- The data
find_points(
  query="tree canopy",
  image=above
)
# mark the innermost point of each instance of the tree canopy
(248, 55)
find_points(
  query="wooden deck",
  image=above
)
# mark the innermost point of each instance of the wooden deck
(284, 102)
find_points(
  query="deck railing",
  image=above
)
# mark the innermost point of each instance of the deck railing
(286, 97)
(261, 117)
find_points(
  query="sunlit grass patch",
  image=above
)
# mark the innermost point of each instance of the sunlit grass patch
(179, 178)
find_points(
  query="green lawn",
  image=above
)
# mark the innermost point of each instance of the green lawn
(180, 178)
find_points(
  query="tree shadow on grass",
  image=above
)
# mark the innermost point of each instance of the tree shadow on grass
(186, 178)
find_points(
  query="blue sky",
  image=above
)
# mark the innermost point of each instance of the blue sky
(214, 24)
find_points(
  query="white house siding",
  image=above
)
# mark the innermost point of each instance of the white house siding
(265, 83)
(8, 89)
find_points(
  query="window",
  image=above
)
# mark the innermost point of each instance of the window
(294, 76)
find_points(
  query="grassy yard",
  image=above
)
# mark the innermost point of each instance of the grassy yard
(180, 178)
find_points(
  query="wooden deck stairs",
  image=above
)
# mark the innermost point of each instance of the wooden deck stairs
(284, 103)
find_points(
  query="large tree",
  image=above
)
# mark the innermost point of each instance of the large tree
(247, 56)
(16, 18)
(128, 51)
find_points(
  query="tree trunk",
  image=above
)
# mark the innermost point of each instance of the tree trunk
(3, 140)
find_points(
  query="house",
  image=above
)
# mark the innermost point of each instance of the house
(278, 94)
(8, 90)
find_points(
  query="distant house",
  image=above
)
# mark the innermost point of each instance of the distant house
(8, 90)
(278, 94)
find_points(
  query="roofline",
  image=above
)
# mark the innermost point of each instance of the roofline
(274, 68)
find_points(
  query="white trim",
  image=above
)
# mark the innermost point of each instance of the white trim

- Direction
Write out the listing once more, matching it exactly.

- Exercise result
find_points(
  query="tree canopy",
  image=above
)
# mark the innermost point of each instance of the tree canopy
(248, 55)
find_points(
  query="wooden deck",
  image=above
)
# mark the innermost point of each instance of the wooden deck
(284, 102)
find_points(
  query="deck railing",
  image=above
)
# mark the innermost point of each instance of the deck railing
(286, 97)
(261, 117)
find_points(
  query="sunlit grass patch",
  image=above
)
# mark the innermost point of each instance of the sunlit grass patch
(179, 178)
find_points(
  query="green lawn",
  image=above
)
# mark the innermost point of each instance of the green lawn
(180, 178)
find_points(
  query="tree shadow on grass",
  image=above
)
# mark the innermost point of each instance of the tree shadow on grass
(186, 178)
find_points(
  query="blue sky",
  image=above
)
# mark the innermost point of each instance of the blue sky
(214, 24)
find_points(
  query="white house siding",
  image=above
)
# mark the innermost point of each instance of the white house siding
(265, 83)
(8, 89)
find_points(
  query="window",
  image=above
)
# mark the innermost point of each instance of the window
(294, 76)
find_points(
  query="grassy yard",
  image=above
)
# mark the innermost point of each instance of the grassy yard
(180, 178)
find_points(
  query="wooden deck stairs",
  image=above
)
# mark the innermost point of each instance of the wooden deck stairs
(284, 103)
find_points(
  query="large tree",
  image=above
)
# mark the innermost point of each instance of the large tree
(247, 56)
(16, 18)
(128, 51)
find_points(
  query="tree trunk",
  image=above
)
# mark the innermost point of each instance of the tree trunk
(3, 140)
find_points(
  query="house",
  image=above
)
# mark the innermost point of each instance of the house
(278, 94)
(8, 90)
find_points(
  query="distant house",
  image=above
)
# mark the innermost point of each instance of the distant house
(8, 90)
(278, 94)
find_points(
  query="roofline",
  image=above
)
# mark the innermost point of each instance of the roofline
(274, 68)
find_points(
  query="white trim",
  image=above
)
# mark the innermost point of each instance of the white trim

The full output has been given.